>> Start Reading text

Returns full system health with performance metrics (requires admin auth).

{
  "status": "healthy",
  "version": "1.4.2",
  "uptime_seconds": 86400,
  "components": {
    "database": {
      "status": "ok",
      "latency_ms": 2.3,
      "pool_size": 10,
      "pool_checked_out": 3
    },
    "redis": {
      "status": "ok",
      "latency_ms": 0.8,
      "memory_used_mb": 45.2,
      "connected_clients": 12
    },
    "celery": {
      "status": "ok",
      "active_workers": 4,
      "queued_tasks": 7,
      "active_tasks": 3
    }
  },
  "timestamp": "2025-01-15T10:30:00Z"
}

7. Monitoring Setup¶

Application Metrics¶

The platform exposes Prometheus-compatible metrics at /metrics (when enabled):

Metric	Type	Description
`http_requests_total`	Counter	Total HTTP requests by method, path, status
`http_request_duration_seconds`	Histogram	Request latency distribution
`celery_tasks_total`	Counter	Total Celery tasks by name, status
`celery_task_duration_seconds`	Histogram	Task execution time
`db_query_duration_seconds`	Histogram	Database query latency
`redis_operations_total`	Counter	Redis operations by command
`active_websocket_connections`	Gauge	Current SSE connections
`api_keys_active`	Gauge	Number of active API keys

SLO Monitoring¶

The platform includes built-in SLO (Service Level Objective) tracking. See services/slo_tracker.py and the /slo/* endpoints for:

API availability (target: 99.9%)
P95 latency (target: < 500ms)
P99 latency (target: < 2000ms)
Error rate (target: < 1%)
Error budget tracking and burn rate alerts

Log Aggregation¶

Structured JSON logging is used across all services:

{
  "timestamp": "2025-01-15T10:30:00Z",
  "level": "INFO",
  "service": "api",
  "request_id": "req_abc123",
  "user_id": "usr_xyz",
  "org_id": "org_456",
  "method": "POST",
  "path": "/v1/solar/optimize",
  "status": 202,
  "duration_ms": 45,
  "message": "Solar optimization job created"
}

View logs in Railway:

# API logs (last 100 lines)
railway logs --service api -n 100

# Worker logs (follow mode)
railway logs --service worker -f

# Filter by error level
railway logs --service api | grep '"level":"ERROR"'

Alerting¶

Configure alerts in your monitoring platform for:

Alert	Condition	Severity
API Down	Health check fails for > 2 minutes	Critical
High Error Rate	5xx rate > 5% over 5 minutes	Critical
High Latency	P95 > 2s over 5 minutes	Warning
Worker Queue Backlog	Queued tasks > 100 for > 10 minutes	Warning
Database Connection Pool	Pool utilization > 80%	Warning
Redis Memory	Memory usage > 80%	Warning
Celery Worker Down	Active workers < expected count	Critical
Error Budget Burn	SLO error budget < 20% remaining	Warning
Error Budget Exhausted	SLO error budget = 0%	Critical

8. Troubleshooting¶

Common Issues¶

API returns 502 Bad Gateway¶

Cause: The API service is not responding to the load balancer health check.

>> End Reading text
>> Start Supplied material

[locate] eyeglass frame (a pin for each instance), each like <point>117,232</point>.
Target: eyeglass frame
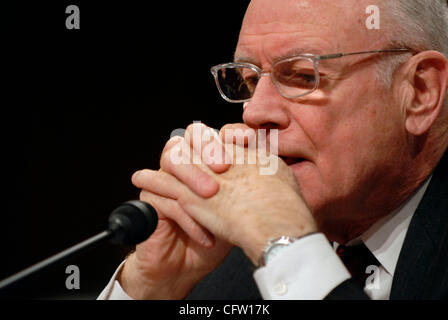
<point>314,58</point>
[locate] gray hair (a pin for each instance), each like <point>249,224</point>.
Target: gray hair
<point>417,24</point>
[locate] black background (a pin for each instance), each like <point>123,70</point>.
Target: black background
<point>83,109</point>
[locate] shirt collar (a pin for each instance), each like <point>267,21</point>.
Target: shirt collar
<point>385,238</point>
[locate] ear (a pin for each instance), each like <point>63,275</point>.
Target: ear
<point>428,76</point>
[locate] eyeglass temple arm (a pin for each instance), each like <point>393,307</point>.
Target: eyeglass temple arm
<point>338,55</point>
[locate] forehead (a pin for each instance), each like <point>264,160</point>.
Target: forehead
<point>272,30</point>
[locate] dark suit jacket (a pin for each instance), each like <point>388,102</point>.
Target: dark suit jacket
<point>422,267</point>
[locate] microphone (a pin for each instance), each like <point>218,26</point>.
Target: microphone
<point>129,224</point>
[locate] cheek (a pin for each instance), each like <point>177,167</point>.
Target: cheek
<point>349,150</point>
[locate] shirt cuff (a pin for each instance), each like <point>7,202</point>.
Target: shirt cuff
<point>308,269</point>
<point>113,290</point>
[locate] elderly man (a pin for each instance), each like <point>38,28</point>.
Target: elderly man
<point>362,119</point>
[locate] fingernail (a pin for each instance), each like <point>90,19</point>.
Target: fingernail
<point>136,174</point>
<point>207,242</point>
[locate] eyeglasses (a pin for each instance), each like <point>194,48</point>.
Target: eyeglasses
<point>294,77</point>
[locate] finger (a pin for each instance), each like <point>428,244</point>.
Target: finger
<point>177,161</point>
<point>158,182</point>
<point>170,209</point>
<point>206,142</point>
<point>237,133</point>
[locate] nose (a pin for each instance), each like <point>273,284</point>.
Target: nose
<point>267,107</point>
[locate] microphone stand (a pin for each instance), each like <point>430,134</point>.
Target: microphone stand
<point>86,244</point>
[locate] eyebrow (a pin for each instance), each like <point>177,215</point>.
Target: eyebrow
<point>290,53</point>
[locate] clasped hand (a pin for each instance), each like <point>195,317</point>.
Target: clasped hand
<point>205,207</point>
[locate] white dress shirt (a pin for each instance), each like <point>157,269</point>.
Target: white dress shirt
<point>309,269</point>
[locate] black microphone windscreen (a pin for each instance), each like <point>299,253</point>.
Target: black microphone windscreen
<point>132,222</point>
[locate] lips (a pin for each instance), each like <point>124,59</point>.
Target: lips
<point>292,160</point>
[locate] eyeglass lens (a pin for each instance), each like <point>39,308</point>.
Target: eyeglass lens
<point>293,78</point>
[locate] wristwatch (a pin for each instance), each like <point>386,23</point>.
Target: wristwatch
<point>273,247</point>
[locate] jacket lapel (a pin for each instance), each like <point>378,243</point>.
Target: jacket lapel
<point>422,267</point>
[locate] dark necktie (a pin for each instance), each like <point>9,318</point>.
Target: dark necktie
<point>356,259</point>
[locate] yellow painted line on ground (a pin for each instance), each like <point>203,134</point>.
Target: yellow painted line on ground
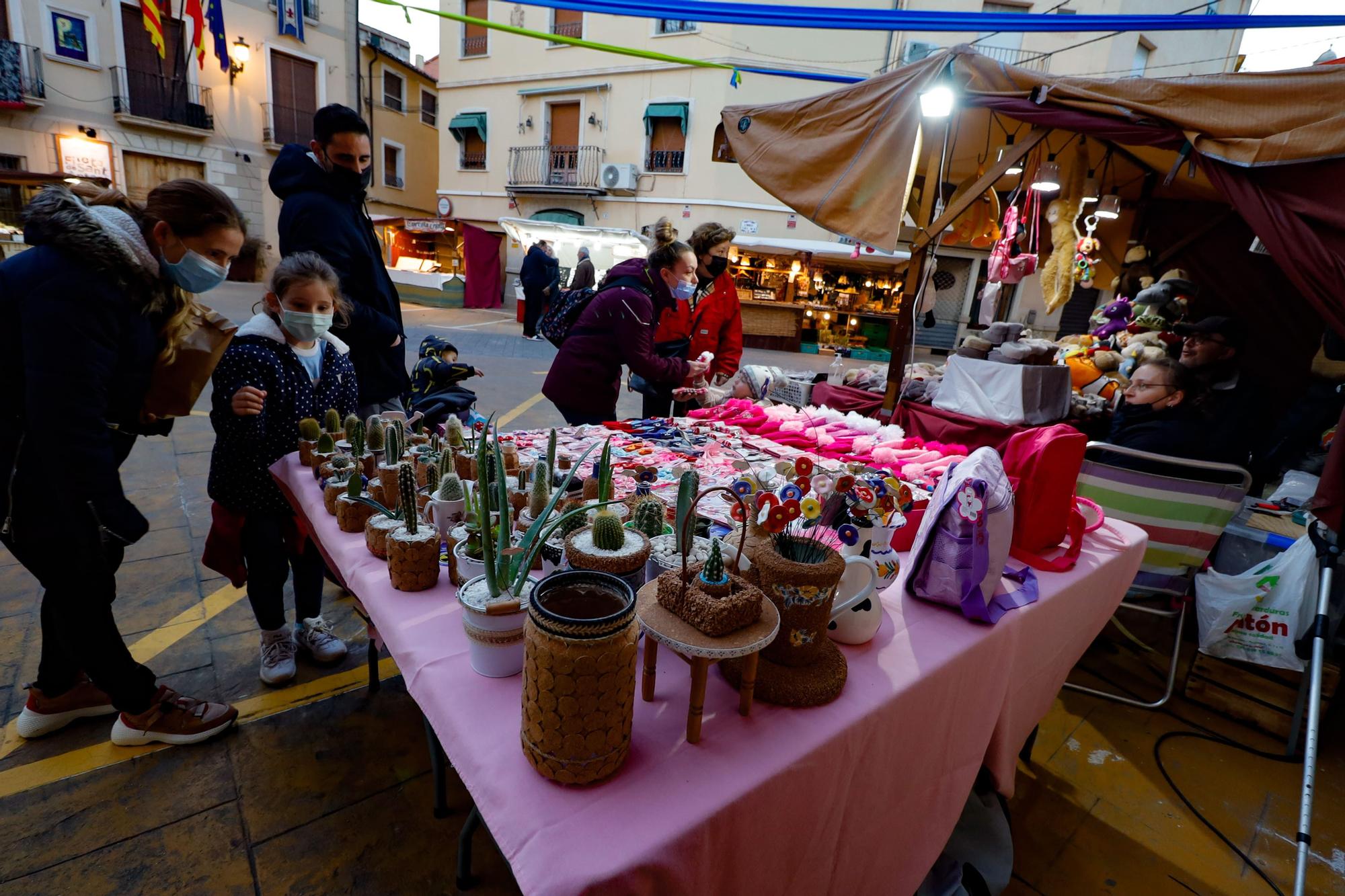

>> End Supplied material

*Problem 1*
From the monitoring guide, return word for word the passage that begins at "The platform includes" and stops after "availability (target: 99.9%)".
*Problem 2*
In the monitoring guide, what is the target for P95 latency under the built-in SLO tracking?
*Problem 3*
Summarize the monitoring guide in two sentences.

*Full output 1*
The platform includes built-in SLO (Service Level Objective) tracking. See services/slo_tracker.py and the /slo/* endpoints for:

API availability (target: 99.9%)

*Full output 2*
Less than 500ms.

*Full output 3*
The monitoring guide shows a full system health response, which requires admin auth and reports status, version, uptime and metrics for the database, Redis and Celery components. It then describes Prometheus-compatible metrics at /metrics, built-in SLO tracking, structured JSON logging that can be viewed in Railway, and a set of alerts with their conditions and severity levels.